* **Provided material**

::::::::::

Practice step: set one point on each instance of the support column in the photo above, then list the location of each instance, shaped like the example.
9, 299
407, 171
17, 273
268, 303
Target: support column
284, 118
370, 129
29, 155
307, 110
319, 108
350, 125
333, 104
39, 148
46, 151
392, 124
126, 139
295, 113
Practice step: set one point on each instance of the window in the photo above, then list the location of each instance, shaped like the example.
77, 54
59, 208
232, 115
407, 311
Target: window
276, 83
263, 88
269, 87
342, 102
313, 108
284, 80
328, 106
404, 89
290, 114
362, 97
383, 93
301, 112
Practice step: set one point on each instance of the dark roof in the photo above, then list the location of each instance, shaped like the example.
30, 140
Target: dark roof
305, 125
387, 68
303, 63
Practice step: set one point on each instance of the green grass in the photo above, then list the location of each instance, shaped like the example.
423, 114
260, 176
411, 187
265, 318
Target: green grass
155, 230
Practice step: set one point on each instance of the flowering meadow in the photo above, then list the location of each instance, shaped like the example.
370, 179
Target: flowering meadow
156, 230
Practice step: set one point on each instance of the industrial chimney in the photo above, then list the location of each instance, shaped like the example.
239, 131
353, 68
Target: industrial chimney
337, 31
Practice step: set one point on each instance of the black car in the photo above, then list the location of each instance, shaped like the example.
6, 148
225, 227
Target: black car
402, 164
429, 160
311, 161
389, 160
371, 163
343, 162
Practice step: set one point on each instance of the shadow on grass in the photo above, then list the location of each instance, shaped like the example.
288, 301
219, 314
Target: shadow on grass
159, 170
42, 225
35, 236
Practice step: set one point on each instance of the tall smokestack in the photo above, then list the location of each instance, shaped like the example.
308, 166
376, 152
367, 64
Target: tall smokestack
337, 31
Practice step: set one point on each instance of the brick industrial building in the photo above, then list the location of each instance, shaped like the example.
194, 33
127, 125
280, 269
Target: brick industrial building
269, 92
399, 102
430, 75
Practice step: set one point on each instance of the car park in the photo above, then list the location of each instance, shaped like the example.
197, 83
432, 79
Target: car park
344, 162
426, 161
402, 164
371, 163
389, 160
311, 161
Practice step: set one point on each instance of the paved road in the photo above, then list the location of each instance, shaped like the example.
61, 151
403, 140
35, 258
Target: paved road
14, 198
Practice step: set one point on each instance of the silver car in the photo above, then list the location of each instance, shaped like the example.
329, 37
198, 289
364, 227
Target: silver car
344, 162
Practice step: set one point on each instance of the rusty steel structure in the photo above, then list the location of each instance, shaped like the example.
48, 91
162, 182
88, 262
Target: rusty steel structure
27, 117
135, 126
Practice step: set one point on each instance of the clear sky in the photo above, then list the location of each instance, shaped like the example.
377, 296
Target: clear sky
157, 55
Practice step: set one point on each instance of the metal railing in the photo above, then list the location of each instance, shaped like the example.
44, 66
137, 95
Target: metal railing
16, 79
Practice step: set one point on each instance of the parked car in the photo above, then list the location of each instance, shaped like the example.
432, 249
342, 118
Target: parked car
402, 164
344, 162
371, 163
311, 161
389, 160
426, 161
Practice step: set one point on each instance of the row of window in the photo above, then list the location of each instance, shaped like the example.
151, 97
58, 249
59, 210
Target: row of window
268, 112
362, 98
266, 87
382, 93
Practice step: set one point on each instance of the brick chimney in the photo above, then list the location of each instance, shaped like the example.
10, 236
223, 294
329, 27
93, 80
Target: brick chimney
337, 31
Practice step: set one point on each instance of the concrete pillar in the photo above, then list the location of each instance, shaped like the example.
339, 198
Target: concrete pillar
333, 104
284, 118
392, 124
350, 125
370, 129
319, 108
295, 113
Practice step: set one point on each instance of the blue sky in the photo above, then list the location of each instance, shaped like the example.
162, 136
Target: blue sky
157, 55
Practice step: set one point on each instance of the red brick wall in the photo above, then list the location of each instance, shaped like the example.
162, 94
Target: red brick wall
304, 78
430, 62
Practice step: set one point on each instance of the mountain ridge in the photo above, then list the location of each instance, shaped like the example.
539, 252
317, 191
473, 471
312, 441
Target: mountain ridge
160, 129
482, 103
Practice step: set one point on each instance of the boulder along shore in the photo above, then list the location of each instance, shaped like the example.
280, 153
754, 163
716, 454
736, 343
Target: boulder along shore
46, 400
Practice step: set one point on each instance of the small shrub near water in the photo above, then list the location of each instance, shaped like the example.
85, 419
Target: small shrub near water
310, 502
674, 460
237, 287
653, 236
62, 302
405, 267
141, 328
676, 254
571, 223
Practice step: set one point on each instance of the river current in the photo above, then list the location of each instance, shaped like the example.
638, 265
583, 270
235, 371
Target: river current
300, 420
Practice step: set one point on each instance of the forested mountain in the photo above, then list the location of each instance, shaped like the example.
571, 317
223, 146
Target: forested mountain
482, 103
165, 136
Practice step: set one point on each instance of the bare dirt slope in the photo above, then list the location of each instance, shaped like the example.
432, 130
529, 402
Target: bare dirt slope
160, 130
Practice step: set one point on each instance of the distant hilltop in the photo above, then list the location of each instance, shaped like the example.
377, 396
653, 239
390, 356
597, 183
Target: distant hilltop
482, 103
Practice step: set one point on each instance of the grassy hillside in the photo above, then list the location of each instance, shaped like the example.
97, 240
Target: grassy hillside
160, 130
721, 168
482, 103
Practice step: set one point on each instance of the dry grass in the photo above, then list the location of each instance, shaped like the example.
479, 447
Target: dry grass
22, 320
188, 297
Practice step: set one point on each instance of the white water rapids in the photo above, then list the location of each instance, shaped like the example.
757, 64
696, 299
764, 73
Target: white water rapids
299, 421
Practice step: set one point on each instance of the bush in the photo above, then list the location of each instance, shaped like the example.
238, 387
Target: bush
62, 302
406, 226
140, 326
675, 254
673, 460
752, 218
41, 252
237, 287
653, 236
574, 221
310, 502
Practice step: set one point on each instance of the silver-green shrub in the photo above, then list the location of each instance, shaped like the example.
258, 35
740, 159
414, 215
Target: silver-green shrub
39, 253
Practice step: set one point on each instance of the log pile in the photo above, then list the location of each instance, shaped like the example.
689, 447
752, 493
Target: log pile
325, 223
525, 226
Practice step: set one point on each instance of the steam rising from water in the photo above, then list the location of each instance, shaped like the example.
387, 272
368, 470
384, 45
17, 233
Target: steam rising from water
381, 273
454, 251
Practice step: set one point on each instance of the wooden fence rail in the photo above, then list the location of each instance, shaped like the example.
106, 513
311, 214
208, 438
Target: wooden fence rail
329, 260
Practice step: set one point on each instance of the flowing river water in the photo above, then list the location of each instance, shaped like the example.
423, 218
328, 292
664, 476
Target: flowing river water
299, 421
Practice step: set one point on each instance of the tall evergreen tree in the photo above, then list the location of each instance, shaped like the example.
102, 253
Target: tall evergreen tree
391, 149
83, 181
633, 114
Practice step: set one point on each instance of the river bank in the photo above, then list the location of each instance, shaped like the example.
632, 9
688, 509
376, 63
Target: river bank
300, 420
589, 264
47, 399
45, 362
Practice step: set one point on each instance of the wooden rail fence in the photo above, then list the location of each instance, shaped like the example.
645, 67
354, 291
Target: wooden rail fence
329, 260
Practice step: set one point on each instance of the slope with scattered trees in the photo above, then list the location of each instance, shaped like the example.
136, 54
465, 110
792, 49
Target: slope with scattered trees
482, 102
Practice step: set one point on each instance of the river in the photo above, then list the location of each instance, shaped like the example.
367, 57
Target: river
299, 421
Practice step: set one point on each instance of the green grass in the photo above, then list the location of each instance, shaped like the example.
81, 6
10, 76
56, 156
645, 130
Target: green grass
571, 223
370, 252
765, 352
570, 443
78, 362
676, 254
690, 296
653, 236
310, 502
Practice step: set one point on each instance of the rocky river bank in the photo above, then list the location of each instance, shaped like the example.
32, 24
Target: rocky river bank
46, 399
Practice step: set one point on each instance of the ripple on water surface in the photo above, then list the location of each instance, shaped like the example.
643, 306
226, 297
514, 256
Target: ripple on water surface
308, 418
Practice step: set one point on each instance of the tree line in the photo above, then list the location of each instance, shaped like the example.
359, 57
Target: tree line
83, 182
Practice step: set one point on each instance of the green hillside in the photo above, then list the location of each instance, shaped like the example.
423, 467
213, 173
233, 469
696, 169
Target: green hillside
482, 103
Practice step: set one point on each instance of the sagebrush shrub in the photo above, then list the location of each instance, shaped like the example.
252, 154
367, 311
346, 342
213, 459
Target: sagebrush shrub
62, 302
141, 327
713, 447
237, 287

::::::::::

* **What the task asks**
Take the line that contains "the river in" and every line after it through the end of the listing above, and repeat them exactly.

* **Written reply**
Practice step: set one point on each instance of the river in the photo above, then list the location of each instance, shaped like the example.
367, 57
Target: river
299, 421
Practice step: set one point on each instance of the green grass in the photo above, then list the location of each instance, shaped like the example.
81, 6
10, 76
56, 156
645, 130
Target: green grass
571, 223
370, 252
765, 352
570, 443
78, 362
676, 254
690, 296
653, 236
310, 502
Practice step: set one point on each instance of the rocky river bank in the photo above, then list the location of each instance, shaped like the example.
32, 24
Target: rocky river bank
46, 399
Practice step: set one point on each instance of the ripple on water surface in the photo above, then list the location of each instance, shaped like the example.
643, 306
226, 297
514, 256
Target: ripple on water surface
308, 418
Practice step: set one point on each instance of the tree line in the photo above, then list the location of each instance, shaped like the example.
359, 57
Target: tree line
83, 182
Practice step: set one point on each instance of the green hillside in the photo above, then list the location of each instance, shaped like the example.
423, 467
213, 173
233, 469
696, 169
Target: green hillside
482, 103
Practice step: set one point on each instance of the sagebrush shrub in the photo above, then list the location of each instance, shaped like the example.
252, 154
367, 311
346, 342
213, 459
Target: sagebrush shrub
62, 302
141, 327
713, 447
237, 287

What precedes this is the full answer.